# start of Supplied data

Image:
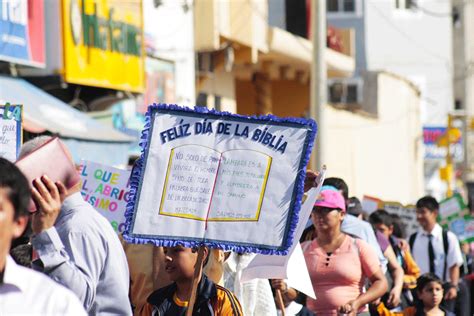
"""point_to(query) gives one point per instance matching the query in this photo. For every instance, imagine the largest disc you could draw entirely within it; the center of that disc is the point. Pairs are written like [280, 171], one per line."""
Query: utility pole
[318, 84]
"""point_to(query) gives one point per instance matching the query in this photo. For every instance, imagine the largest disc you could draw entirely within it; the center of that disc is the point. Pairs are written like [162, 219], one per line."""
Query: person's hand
[450, 294]
[279, 284]
[393, 298]
[48, 197]
[310, 180]
[350, 308]
[403, 244]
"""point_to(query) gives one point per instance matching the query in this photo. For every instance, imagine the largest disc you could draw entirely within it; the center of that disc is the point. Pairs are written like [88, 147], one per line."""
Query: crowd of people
[65, 259]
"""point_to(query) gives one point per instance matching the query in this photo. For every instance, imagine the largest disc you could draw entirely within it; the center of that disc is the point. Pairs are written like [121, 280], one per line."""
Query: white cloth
[255, 296]
[292, 309]
[421, 256]
[27, 292]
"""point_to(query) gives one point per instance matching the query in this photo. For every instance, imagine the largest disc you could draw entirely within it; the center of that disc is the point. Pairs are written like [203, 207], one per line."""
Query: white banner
[10, 131]
[221, 180]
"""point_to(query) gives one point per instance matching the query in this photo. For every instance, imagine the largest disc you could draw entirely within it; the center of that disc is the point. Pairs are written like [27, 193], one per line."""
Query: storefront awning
[286, 48]
[43, 112]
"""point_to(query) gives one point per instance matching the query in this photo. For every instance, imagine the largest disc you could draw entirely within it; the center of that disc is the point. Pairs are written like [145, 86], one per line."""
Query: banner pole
[281, 306]
[196, 279]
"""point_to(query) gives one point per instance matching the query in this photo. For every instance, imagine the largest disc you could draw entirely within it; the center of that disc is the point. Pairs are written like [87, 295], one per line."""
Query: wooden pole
[280, 303]
[196, 279]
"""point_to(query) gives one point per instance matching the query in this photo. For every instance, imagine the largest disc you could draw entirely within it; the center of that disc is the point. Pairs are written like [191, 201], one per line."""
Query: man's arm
[454, 261]
[78, 270]
[397, 273]
[76, 265]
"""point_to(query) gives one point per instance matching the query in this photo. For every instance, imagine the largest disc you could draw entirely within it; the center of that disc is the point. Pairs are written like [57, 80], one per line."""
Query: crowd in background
[358, 264]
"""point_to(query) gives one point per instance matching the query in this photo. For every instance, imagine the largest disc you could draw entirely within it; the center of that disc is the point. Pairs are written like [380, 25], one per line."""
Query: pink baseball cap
[331, 199]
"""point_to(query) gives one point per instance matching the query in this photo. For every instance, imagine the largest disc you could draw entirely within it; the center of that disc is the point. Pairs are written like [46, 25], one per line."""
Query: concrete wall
[417, 46]
[380, 157]
[284, 103]
[356, 22]
[171, 28]
[411, 43]
[221, 84]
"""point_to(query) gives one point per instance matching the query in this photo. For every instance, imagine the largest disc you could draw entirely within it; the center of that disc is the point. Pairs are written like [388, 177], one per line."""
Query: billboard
[22, 32]
[103, 44]
[435, 152]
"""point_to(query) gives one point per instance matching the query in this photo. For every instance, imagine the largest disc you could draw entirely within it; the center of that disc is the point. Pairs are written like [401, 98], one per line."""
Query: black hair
[339, 184]
[16, 185]
[428, 202]
[22, 255]
[425, 279]
[381, 216]
[354, 207]
[206, 260]
[398, 226]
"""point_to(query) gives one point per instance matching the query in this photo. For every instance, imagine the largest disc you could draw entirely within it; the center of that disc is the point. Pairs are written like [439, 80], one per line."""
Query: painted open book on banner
[218, 179]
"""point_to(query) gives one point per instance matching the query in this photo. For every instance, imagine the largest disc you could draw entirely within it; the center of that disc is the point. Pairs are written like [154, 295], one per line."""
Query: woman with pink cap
[340, 264]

# end of Supplied data

* Instruction *
Copy out all of the data above word for word, but leave the pictures out of your copy.

* Solution to this exercise *
Image:
"""point_to(query) gives one point per instance matching the query in this photo. For every instance, imagine the largest disc you could draw entirely within it; the center of that disc is the point. Pairs are written like [280, 171], one per line."""
Query: utility pole
[318, 84]
"""point_to(query) gives one point per instance matching the query in this photo. For every instance, imagine the largest disc you could draw entirely within it; the center of that disc is the point. Pairs are written like [162, 219], one per line."""
Query: person's hand
[450, 294]
[279, 284]
[393, 298]
[48, 197]
[310, 180]
[350, 308]
[403, 244]
"""point_to(query) gives one point per instance matching the query in this photo. For every instance, imagine the largest disc you could draw entirely within it; the center of that disc is the point. Pairs are written like [88, 147], one per line."""
Query: crowd of people
[65, 259]
"""point_to(query) gives one point per instance matching the query in this photo. For every instance, imagine the largest disc you could draw entirely within it; the center of that disc is the point. Pairs are written like [121, 280], one per line."""
Query: white cloth
[255, 296]
[292, 309]
[421, 256]
[27, 292]
"""point_to(query) gives one point per instance matching the query in this photo. For every instance, imagine the largest disc you could draw entirely within it; the center of that disc is the point. Pairs are written like [203, 207], one per line."""
Query: white banner
[10, 131]
[221, 180]
"""point_to(query) gives one point per instance matching the query in this photo. For every instance, imagine the largest disc you could draw entirely within it; the center of that disc is the point. Pairs are written like [27, 193], one per line."""
Query: storefront awning
[286, 48]
[43, 112]
"""point_to(query) gives one point per instance matching the query in this photo. For every instance, imagine the largest disc you could draw entirely within it; the center of that disc is the point. Pairs are written like [145, 86], one per line."""
Query: banner pole
[281, 306]
[196, 279]
"""point_to(query) gives one point per instance matching the query in this photo. For every instance, imagine the largest disc you could draw entirely within it; the center of that disc is the point. Pairs are written like [87, 295], one per line."""
Query: wooden pole
[280, 303]
[196, 279]
"""point_to(query) gives one point per instance matching the query in this photo. For every instance, imagine the largest disc you could draw entirely within it; the center of that disc is the point. Pairs are written like [191, 201], one per line."""
Query: man's arm
[454, 261]
[78, 270]
[397, 273]
[76, 265]
"""point_to(query) gives one point per instance matching the query in this photo. For every instance, imagine the largest disc you could draw entirely within it; the center of that disc is the point. Pairs are written like [57, 80], one per line."""
Query: crowd in background
[358, 264]
"""point_to(query) gives one point per instance matching the query in this photo. For every instance, imagine the largest disc you could draw entirely within it; the center of that disc is the point. Pairs are written like [380, 25], one per line."""
Query: pink baseball cap
[331, 199]
"""point_to(query) gives one point per instance matching the query in this photo. For every instance, imagine the largest disc you could draw entirely within it; the center of that disc is the point. Pairs are written like [46, 25], one per line."""
Query: concrete wall
[417, 46]
[380, 157]
[284, 103]
[356, 22]
[171, 28]
[411, 43]
[221, 84]
"""point_to(query) gives one point per instance matching the query in this photo. For every instance, imagine the largest disc you could draw entirely within it; the center of that disc is the point. Pairs are written like [388, 177], one per line."""
Query: billboard
[22, 32]
[103, 44]
[435, 152]
"""point_to(query) gives one point per instance matching the query in this photo. For every instance, imagine the largest disc you could draw entirely within it; the center of that disc is the point. Pairs are written like [401, 98], one per line."""
Query: black hair
[339, 184]
[16, 185]
[428, 202]
[22, 255]
[425, 279]
[381, 216]
[354, 207]
[206, 260]
[398, 226]
"""point_to(query) gives one point per instance matching the query in this photo. For every instance, imagine the largest disc you could draw entirely within it; the center of that disc is the point. Pairs are written like [439, 80], one per line."""
Query: painted open book on banner
[218, 179]
"""point_to(query) gives one point per instance matching the query in this photo. For every instance, imagine the largest disc you could draw entirely within it; the center of that disc is the point. Pairs are written like [154, 295], one per line."""
Query: woman with pink cap
[340, 264]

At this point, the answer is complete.